* MATERIAL FOR THIS TASK

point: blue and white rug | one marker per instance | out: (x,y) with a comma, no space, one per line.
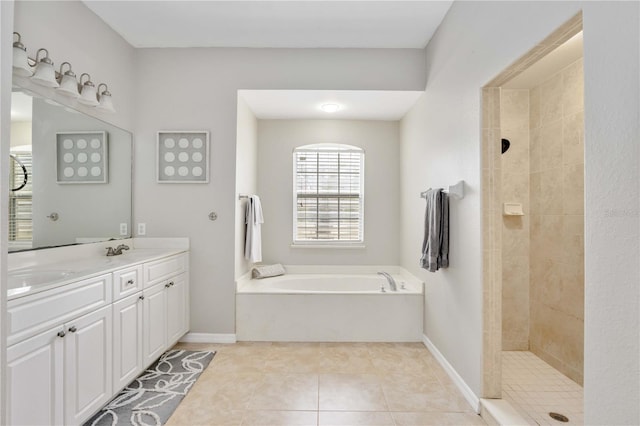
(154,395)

==

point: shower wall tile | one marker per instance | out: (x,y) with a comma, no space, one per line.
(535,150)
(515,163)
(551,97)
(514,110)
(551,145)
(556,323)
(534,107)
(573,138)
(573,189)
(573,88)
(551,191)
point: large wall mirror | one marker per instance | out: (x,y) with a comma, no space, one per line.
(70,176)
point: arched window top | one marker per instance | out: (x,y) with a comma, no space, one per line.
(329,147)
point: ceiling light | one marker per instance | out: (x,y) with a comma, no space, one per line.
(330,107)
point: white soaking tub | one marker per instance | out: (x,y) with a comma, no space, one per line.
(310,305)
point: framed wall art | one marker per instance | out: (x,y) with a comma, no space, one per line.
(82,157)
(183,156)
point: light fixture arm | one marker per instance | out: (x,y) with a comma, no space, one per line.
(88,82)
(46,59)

--

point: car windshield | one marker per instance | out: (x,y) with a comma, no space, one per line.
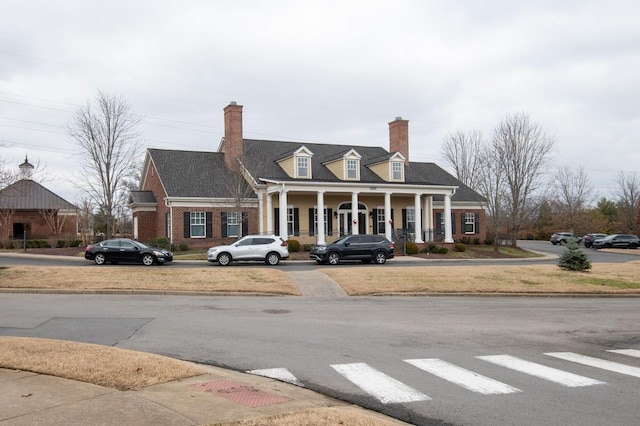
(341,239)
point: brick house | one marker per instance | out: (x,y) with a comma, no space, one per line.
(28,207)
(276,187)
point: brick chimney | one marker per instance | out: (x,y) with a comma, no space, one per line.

* WHAT IS BEING ASKED
Lines to set down from above: the line with "point: brick house", the line with "point: brick chimney", and every line between, each exactly as written.

* PROBLEM SOLUTION
point: brick house | one marker per instance | out: (x,y) with a comma, no space, one per line.
(28,207)
(276,187)
point: brick chimney | one marker per instance | out: (x,y) with a comma, no space, one per line.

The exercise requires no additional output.